### Exercise input
□ □ □ □ □ □ □
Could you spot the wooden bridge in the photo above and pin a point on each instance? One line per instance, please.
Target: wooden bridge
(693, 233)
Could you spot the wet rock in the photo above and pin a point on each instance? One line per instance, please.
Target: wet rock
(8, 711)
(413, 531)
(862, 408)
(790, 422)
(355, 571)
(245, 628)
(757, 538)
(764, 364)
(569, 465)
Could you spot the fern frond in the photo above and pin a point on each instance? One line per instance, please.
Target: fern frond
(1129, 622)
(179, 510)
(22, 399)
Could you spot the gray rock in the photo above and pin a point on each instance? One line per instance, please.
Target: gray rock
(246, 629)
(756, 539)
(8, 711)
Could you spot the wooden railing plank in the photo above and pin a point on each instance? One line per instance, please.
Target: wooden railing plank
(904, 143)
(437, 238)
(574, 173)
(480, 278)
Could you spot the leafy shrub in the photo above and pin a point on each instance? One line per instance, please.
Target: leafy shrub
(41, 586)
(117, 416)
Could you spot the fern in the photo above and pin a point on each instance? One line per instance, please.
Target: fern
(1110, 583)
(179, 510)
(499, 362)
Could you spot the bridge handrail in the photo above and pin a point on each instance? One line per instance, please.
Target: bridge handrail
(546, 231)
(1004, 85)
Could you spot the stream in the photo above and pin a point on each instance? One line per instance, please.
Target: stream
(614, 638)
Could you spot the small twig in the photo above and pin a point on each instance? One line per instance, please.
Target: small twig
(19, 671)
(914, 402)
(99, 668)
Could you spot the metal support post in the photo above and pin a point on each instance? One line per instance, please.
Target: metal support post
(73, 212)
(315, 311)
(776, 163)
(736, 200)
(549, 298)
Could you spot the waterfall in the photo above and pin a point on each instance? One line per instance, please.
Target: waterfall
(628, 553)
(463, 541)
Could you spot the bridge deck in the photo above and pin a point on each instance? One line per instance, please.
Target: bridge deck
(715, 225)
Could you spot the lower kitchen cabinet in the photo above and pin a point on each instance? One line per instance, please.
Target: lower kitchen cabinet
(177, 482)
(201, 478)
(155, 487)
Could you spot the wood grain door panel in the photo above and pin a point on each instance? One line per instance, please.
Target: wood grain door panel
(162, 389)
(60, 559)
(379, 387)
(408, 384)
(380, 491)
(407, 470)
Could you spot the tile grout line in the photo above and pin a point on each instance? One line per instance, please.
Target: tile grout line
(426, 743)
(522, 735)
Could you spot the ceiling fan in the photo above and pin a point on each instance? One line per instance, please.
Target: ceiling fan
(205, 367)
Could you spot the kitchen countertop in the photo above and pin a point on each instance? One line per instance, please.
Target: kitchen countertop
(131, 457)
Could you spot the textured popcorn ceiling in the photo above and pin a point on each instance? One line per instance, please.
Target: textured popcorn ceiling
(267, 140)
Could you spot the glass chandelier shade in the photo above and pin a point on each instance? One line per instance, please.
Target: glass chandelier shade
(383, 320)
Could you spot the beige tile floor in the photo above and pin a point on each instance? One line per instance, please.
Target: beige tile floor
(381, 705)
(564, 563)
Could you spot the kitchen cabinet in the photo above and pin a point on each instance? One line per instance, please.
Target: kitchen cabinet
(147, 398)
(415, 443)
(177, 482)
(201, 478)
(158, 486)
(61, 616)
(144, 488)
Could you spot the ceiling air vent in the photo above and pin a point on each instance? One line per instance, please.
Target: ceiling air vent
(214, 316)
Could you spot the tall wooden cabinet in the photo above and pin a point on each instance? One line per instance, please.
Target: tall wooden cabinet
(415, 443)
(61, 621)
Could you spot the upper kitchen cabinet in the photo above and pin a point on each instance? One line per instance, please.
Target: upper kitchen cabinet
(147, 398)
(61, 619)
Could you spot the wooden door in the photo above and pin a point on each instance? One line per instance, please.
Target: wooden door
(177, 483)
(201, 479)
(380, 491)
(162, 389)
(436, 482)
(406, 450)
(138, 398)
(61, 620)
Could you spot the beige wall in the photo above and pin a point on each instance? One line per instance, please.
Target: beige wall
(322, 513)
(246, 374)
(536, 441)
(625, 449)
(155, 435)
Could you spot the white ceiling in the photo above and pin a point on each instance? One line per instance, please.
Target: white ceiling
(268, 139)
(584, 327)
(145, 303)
□ □ □ □ □ □ □
### What needs to be done
Output exactly the lines between the one containing "Could you spot the upper" and the final line above, both inclusive.

### Written response
Could you spot the upper kitchen cabinet in the photo above and pin a point on each instance? One line per instance, please.
Target: upper kitchen cabinet
(147, 398)
(61, 619)
Could you spot the wooden door in the photo above and pin a point on each instance? One line per instance, please.
Target: wooden door
(177, 483)
(201, 479)
(380, 491)
(162, 389)
(436, 482)
(406, 450)
(138, 398)
(61, 620)
Could you spot the beige wall in the photo above and pin a point on each instance? One line per instance, please.
Target: beige wall
(322, 513)
(246, 374)
(536, 441)
(625, 449)
(155, 435)
Could you spot the white ceiling in the photo above and pin a point on each instance? One line per instance, please.
Target: white ceiling
(268, 139)
(584, 327)
(145, 303)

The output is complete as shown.